Task to carry out
When a line in the records contains the string "burst", copy that line.

[Stored data entries]
== Segment start ==

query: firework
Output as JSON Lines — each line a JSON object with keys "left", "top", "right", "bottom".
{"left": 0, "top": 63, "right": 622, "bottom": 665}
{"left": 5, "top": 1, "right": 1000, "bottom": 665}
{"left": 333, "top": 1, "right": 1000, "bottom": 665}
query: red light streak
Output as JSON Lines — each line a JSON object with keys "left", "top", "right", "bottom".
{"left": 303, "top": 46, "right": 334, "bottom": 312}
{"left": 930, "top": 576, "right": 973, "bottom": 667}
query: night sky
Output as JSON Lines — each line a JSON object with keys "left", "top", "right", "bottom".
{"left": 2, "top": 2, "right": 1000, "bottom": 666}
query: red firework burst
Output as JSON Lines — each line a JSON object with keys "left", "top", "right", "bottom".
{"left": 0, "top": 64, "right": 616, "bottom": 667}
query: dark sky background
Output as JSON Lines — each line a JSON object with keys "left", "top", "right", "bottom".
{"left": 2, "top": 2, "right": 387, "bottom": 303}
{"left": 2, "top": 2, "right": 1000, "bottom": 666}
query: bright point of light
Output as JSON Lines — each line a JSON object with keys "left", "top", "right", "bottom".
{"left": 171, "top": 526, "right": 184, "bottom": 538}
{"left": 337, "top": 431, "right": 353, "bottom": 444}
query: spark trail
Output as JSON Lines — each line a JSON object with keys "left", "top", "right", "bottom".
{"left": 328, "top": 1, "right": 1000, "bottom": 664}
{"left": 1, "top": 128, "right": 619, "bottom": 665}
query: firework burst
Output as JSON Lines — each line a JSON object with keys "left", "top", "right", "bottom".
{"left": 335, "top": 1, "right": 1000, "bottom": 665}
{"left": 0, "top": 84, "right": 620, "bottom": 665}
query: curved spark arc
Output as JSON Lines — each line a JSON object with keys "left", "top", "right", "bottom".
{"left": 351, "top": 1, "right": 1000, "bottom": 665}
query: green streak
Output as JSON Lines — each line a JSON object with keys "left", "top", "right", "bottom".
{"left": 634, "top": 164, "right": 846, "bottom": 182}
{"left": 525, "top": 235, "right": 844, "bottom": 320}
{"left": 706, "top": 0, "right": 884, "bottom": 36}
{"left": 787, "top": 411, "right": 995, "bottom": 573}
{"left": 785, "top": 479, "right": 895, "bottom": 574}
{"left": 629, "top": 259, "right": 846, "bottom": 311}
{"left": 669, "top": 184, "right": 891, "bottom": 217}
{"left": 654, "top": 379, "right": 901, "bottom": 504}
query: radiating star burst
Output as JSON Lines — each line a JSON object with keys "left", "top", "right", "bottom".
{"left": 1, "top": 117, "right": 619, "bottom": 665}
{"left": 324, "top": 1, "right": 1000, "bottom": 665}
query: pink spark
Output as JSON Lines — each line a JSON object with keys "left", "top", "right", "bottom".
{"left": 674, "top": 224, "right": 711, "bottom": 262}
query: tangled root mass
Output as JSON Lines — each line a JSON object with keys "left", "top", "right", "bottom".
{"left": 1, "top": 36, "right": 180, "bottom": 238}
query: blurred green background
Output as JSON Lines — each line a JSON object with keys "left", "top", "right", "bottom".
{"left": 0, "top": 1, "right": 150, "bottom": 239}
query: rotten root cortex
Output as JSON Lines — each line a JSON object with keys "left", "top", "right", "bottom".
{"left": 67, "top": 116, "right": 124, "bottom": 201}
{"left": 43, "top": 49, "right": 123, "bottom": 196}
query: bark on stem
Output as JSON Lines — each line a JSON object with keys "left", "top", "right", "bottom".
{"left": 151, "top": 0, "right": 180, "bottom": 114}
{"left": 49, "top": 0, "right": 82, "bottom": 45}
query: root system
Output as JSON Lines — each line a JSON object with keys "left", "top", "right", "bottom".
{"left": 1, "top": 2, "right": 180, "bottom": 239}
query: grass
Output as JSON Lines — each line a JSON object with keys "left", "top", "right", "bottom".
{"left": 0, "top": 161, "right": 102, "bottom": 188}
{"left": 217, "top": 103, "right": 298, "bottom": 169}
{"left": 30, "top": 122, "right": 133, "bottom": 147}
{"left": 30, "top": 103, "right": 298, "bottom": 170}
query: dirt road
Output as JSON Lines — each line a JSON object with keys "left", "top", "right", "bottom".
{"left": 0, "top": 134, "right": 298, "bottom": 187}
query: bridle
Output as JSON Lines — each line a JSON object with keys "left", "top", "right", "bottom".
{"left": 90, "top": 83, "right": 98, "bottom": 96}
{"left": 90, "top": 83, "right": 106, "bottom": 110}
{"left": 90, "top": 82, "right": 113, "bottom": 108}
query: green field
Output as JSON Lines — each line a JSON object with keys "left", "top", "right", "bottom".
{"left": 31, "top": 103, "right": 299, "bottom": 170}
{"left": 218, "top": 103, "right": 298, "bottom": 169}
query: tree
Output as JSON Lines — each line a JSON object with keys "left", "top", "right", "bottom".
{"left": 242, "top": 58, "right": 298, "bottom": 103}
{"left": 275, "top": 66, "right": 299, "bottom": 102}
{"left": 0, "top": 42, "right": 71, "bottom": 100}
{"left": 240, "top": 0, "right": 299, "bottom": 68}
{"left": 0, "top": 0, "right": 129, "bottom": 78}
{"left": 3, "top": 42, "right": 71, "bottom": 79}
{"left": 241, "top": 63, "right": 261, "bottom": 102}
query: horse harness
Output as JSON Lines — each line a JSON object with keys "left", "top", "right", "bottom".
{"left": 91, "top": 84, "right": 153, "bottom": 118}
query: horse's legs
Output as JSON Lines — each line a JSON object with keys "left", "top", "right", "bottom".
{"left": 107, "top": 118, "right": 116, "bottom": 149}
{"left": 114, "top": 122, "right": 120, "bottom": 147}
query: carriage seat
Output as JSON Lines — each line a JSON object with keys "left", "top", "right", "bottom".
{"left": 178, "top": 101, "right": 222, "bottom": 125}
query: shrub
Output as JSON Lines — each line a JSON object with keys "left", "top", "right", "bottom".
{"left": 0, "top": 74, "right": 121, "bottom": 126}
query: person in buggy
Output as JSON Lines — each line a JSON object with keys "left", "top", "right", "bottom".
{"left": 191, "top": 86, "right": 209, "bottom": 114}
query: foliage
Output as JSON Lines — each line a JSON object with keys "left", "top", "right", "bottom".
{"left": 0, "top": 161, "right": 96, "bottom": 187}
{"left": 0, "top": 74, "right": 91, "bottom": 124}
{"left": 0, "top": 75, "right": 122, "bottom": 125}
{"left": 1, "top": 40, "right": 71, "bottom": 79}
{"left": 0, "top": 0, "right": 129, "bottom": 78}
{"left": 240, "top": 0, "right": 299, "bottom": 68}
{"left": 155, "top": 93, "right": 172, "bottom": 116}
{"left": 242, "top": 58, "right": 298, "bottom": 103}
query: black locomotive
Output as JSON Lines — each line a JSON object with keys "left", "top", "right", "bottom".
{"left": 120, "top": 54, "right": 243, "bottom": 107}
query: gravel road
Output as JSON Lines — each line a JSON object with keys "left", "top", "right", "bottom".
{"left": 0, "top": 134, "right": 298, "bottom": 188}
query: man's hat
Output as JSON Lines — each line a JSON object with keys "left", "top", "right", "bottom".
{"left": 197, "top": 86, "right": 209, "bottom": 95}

== Segment end ==

Answer for the task
query: red firework burst
query: firework burst
query: radiating star burst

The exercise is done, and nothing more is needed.